TO DO -> Pick out every line in the records below that contains the string "object", and copy each such line in full. Case counts.

INPUT ->
########################################

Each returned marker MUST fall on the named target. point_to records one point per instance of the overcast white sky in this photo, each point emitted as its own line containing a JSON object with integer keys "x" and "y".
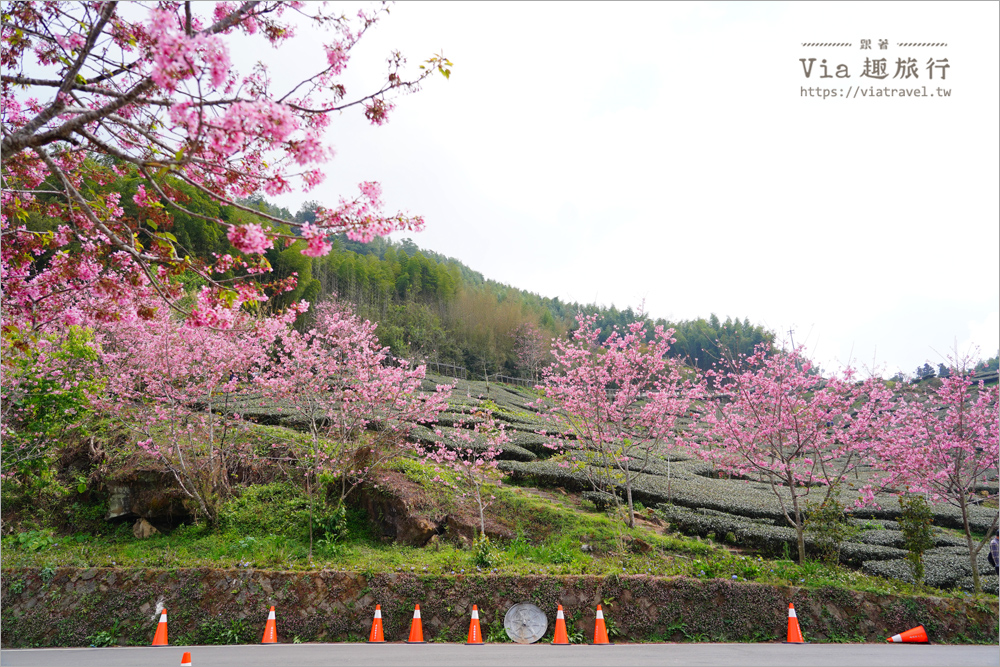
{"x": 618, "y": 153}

########################################

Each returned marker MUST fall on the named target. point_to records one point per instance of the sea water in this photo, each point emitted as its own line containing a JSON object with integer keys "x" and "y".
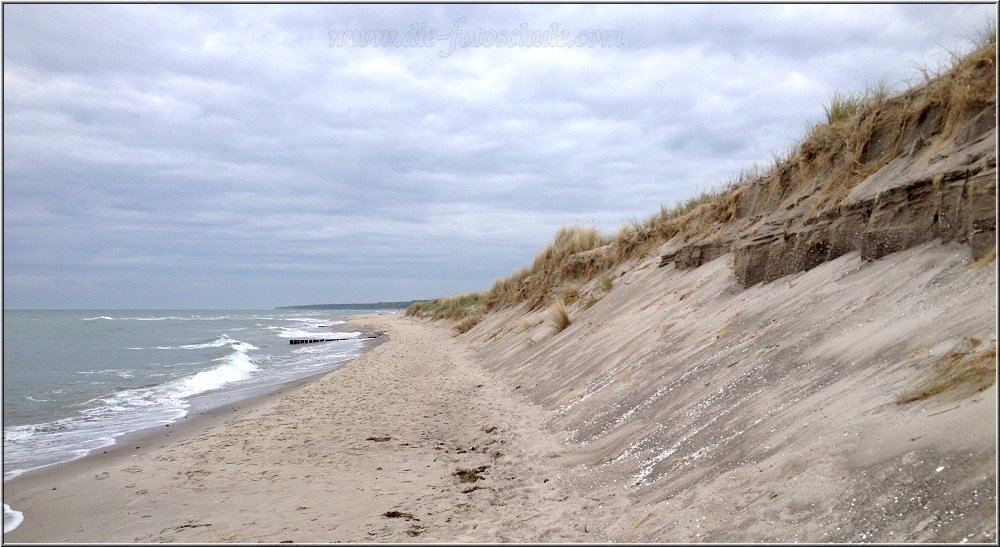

########################################

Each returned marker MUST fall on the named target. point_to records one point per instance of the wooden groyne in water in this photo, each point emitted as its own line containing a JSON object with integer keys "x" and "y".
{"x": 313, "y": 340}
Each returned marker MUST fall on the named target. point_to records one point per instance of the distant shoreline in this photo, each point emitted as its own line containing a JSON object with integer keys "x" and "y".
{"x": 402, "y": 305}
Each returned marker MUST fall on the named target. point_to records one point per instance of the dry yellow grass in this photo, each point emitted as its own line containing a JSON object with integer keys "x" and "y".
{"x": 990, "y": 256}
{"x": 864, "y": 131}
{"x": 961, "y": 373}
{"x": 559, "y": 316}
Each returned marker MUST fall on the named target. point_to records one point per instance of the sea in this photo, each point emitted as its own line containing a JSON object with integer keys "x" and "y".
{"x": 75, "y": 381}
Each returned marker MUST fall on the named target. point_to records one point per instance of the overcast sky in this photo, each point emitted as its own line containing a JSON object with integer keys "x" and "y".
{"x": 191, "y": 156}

########################################

TASK RESPONSE ->
Each returned marker MUST fall on the named target. point_to records one point per instance of the overcast white sky in this photo, each point emitted as its own line containing a JSON object with integer keys "x" and "y".
Each returned marker MUST fall on the named target. point_to records one point per instance of the sea water in this photo, each point emitted as its own line containing a JSON object with integer keys "x" and "y".
Each returned marker MUST fall on the named target. point_to records one point per instance of the wooden groyne in water in this photo, each point emitted as its own line containing a JSON object with integer keys "x" and "y".
Each returned marker MUST fall on the named target. point_to records one point per instance of the distant shoreline in this photo, each point emitted as its own line containing a JSON object with integer keys "x" and "y".
Each returned marker MUST fall on the named target. point_to records one point per instance of the dry yellow grass in this photo, each point emitted as its own line containing a JSON object with integer keys "x" and "y".
Each returned marker MUST fall on the named target. point_to records one point per instance of the sea in this photo, each point emitted as its own line containing a JSON object with integer keys "x" and "y".
Each returned marker MUST fall on the named target. point_to records one point per instance of the overcast sky in this photo, each point emitted as its own line containing a JSON object with integer keys "x" and "y".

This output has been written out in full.